*WRITTEN PROBLEM*. Reproduce the stretch of material from the line containing "point: the snake head in this photo" through the last line, word for word.

*INPUT*.

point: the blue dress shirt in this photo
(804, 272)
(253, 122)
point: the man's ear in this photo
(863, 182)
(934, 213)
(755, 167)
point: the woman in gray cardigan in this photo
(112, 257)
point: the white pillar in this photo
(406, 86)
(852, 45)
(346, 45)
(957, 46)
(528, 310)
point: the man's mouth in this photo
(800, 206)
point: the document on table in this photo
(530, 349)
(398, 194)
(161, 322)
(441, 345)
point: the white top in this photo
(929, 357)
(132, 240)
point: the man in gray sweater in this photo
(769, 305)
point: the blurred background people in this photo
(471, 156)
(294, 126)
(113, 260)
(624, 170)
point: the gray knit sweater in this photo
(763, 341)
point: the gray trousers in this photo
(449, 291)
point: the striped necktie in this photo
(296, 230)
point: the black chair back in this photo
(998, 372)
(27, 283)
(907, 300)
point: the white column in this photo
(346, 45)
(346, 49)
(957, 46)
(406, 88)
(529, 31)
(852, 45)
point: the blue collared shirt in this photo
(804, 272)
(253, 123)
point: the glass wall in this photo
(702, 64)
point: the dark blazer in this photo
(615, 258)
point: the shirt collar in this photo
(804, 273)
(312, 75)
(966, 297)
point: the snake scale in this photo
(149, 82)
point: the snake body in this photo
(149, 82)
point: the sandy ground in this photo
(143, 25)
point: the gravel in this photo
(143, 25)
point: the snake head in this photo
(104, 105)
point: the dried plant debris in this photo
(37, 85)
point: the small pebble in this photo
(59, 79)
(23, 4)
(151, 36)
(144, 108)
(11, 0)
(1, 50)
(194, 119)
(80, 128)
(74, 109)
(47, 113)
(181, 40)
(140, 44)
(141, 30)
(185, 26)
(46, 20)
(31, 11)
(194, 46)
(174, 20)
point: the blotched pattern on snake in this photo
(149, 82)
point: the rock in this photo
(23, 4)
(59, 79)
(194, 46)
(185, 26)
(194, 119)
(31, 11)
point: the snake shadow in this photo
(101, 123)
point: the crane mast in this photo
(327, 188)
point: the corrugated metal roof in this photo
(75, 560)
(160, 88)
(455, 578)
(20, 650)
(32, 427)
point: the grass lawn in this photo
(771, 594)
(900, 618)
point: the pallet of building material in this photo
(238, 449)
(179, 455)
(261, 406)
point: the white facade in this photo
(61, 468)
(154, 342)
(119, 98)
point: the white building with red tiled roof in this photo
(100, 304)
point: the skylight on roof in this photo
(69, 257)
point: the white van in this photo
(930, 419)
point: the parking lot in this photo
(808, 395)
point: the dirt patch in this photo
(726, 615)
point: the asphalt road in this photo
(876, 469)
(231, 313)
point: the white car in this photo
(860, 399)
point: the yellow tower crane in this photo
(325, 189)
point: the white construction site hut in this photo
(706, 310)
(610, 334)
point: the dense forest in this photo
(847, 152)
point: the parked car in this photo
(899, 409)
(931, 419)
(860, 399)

*EXERCISE SOLUTION*.
point: the snake head in this photo
(104, 105)
point: the dried plant debris in this photo
(37, 85)
point: the small pebble in this photo
(59, 79)
(23, 4)
(151, 36)
(144, 108)
(11, 0)
(1, 50)
(194, 119)
(80, 128)
(74, 109)
(47, 113)
(181, 40)
(140, 44)
(141, 30)
(185, 26)
(46, 20)
(31, 11)
(194, 46)
(174, 20)
point: the blotched pattern on snake in this photo
(149, 82)
point: the rock in this photo
(23, 4)
(59, 79)
(194, 46)
(185, 26)
(194, 119)
(31, 11)
point: the snake shadow in this photo
(101, 123)
point: the crane mast in this photo
(327, 188)
point: the corrugated metal roof in this photo
(75, 560)
(160, 88)
(455, 578)
(20, 650)
(32, 427)
point: the grass lawn in this photo
(771, 594)
(900, 618)
point: the pallet of building material in this photo
(238, 449)
(179, 455)
(261, 406)
point: the white facade in this photo
(61, 468)
(154, 342)
(119, 98)
point: the white building with red tiled roof in this photo
(100, 304)
point: the skylight on roof in this photo
(69, 257)
point: the white van in this photo
(930, 419)
point: the parking lot in this photo
(808, 395)
point: the dirt patch in this photo
(726, 615)
point: the asphalt road in this photo
(876, 469)
(231, 313)
point: the white car in this photo
(860, 399)
point: the yellow tower crane in this photo
(325, 189)
point: the white construction site hut in this photo
(706, 310)
(610, 334)
point: the dense forest in this photo
(847, 152)
point: the parked car in this photo
(899, 409)
(931, 419)
(860, 399)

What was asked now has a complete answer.